__What you have to do__. Retype the listing below word for word, from its first line to its last, leaving out the pictures.

'''

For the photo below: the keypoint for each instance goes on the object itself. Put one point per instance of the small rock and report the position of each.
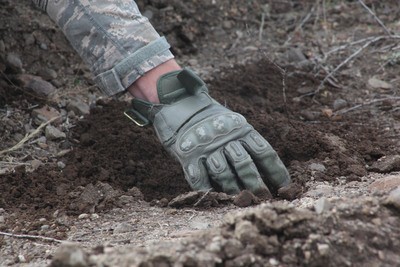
(295, 55)
(44, 114)
(29, 39)
(21, 258)
(43, 46)
(124, 200)
(52, 133)
(35, 164)
(14, 62)
(123, 228)
(83, 216)
(320, 191)
(47, 74)
(323, 249)
(376, 83)
(2, 46)
(69, 255)
(385, 184)
(199, 224)
(245, 199)
(36, 84)
(386, 164)
(61, 165)
(18, 137)
(290, 191)
(339, 104)
(148, 14)
(185, 199)
(394, 198)
(322, 205)
(317, 167)
(78, 106)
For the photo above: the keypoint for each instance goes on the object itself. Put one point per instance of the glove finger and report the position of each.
(245, 169)
(221, 173)
(266, 160)
(196, 175)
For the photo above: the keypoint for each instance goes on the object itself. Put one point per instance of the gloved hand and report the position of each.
(216, 147)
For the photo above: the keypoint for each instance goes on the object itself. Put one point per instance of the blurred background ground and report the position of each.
(318, 79)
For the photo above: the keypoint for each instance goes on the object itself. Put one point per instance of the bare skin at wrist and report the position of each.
(146, 86)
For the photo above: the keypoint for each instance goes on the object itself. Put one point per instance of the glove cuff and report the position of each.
(182, 95)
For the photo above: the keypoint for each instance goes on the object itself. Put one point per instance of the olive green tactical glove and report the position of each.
(215, 146)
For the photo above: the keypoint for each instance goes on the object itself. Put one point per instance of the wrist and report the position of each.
(145, 87)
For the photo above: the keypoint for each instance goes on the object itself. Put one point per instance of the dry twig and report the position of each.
(351, 57)
(27, 137)
(366, 104)
(202, 197)
(375, 17)
(33, 237)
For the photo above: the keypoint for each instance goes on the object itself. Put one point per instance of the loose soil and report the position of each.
(342, 135)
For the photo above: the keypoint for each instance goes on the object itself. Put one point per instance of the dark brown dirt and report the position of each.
(112, 161)
(110, 149)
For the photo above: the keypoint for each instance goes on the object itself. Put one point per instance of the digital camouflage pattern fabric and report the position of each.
(112, 37)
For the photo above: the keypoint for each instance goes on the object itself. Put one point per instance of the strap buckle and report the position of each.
(137, 118)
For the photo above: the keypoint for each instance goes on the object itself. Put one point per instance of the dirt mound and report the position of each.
(108, 148)
(274, 234)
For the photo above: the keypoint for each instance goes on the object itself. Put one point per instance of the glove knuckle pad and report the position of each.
(216, 162)
(257, 143)
(236, 151)
(209, 129)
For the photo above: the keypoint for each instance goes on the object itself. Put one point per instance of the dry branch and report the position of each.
(375, 17)
(351, 57)
(33, 237)
(27, 137)
(366, 104)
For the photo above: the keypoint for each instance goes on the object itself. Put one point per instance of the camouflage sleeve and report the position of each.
(112, 37)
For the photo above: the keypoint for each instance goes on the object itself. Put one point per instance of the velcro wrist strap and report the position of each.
(171, 118)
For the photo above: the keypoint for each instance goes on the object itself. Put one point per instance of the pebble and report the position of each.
(394, 198)
(21, 258)
(35, 164)
(78, 106)
(245, 199)
(199, 224)
(295, 55)
(52, 133)
(47, 74)
(317, 167)
(339, 104)
(323, 249)
(29, 39)
(322, 205)
(70, 255)
(2, 46)
(385, 184)
(14, 61)
(83, 216)
(123, 228)
(36, 84)
(386, 164)
(61, 165)
(376, 83)
(44, 114)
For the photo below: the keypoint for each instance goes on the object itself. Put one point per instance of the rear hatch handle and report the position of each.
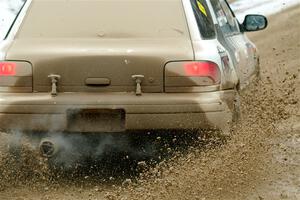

'''

__Reply__.
For the photo below: the keypoint for each instance goes on the object itself. Put one point per instance of the small rock and report the position of each.
(295, 55)
(44, 114)
(29, 39)
(21, 258)
(43, 46)
(124, 200)
(52, 133)
(35, 164)
(14, 62)
(123, 228)
(83, 216)
(320, 191)
(47, 74)
(323, 249)
(376, 83)
(2, 46)
(69, 255)
(385, 184)
(199, 224)
(245, 199)
(36, 84)
(386, 164)
(61, 165)
(18, 137)
(290, 191)
(339, 104)
(148, 14)
(185, 199)
(394, 198)
(322, 205)
(317, 167)
(78, 106)
For the photo above: the keypoint for each instance goes on the object itself. Put one point per instance of the glove finger and report the position of each.
(245, 169)
(221, 173)
(266, 160)
(196, 175)
For the photo above: the keypoint for each instance goes on the object itself. Put one point per instance of the gloved hand and report the position of each.
(216, 147)
For the photo above: the keypoint for each instance goes on the object itself. Put one point per instance of the blurred background ground and report the position of each.
(318, 79)
For the photo above: the keypoint for each instance goes on the object itself. Put one point per instance of the bare skin at wrist and report the position of each.
(146, 86)
For the photo above: the keypoint for each instance goes on the object itself. Put one point per instance of the glove cuff and report the position of each.
(182, 95)
For the photo above: the keypoint for each instance goes on the object itself. Put one point per instance of the olive green tactical glove and report the position of each.
(215, 146)
For the photo above: the keypoint for each instance goes on the object itself. Put one point per instance of the wrist and report the position of each.
(145, 87)
For the photo above: the keypoint for each instance goes on the object itself. Put one point per instance of the dry twig and report the position of each.
(351, 57)
(27, 137)
(366, 104)
(202, 197)
(375, 17)
(33, 237)
For the photo above: the keypoint for each instance goes on the object itself. Put one point per instance of the loose soil and report the position of each.
(342, 135)
For the photo above: the keypoint for each instance goes on the object itself. Put one point per instance of the dark brown dirt and report the position of each.
(112, 161)
(110, 149)
For the photo above: the keypoint for each instance goes on the object itself. Put one point per instance of the digital camouflage pattern fabric and report the position of each.
(112, 37)
For the photo above: the keypoint for each instance goes on the object itself. Put one point per instance of the strap buckle and report the position of each.
(137, 118)
For the photo above: the keypoint for each instance goes on the object itself. Put one point per instance of the dirt mound and report the position of each.
(108, 148)
(274, 234)
For the photo above: the keypoint for each instance goes on the object itself. Put one point per instance of the glove knuckle pad and report the position of each.
(216, 162)
(257, 143)
(236, 151)
(209, 129)
For the photo above: the keypoint for each instance goes on the object itself. Put one point per instance of the dry branch and report the position of each.
(375, 17)
(351, 57)
(33, 237)
(27, 137)
(366, 104)
For the photo above: the keypoint for each instance goes on the object itself. Put one point per instance of the camouflage sleeve and report the position of each.
(112, 37)
For the photo above: the keypoint for each instance goes on the object itself. Put one point per instance of the velcro wrist strap and report the position of each.
(171, 118)
For the photo above: the keypoint for each instance goes on the object itself. Put one point per instance of the pebble and report the position of each.
(394, 198)
(21, 258)
(35, 164)
(78, 106)
(245, 199)
(199, 224)
(295, 55)
(52, 133)
(47, 74)
(317, 167)
(339, 104)
(323, 249)
(29, 39)
(322, 205)
(70, 255)
(2, 46)
(385, 184)
(14, 61)
(83, 216)
(123, 228)
(36, 84)
(386, 164)
(61, 165)
(376, 83)
(44, 114)
For the photo below: the keypoint for each instance goes on the object itself. Put one point per instance of the rear hatch handle and report the position of each.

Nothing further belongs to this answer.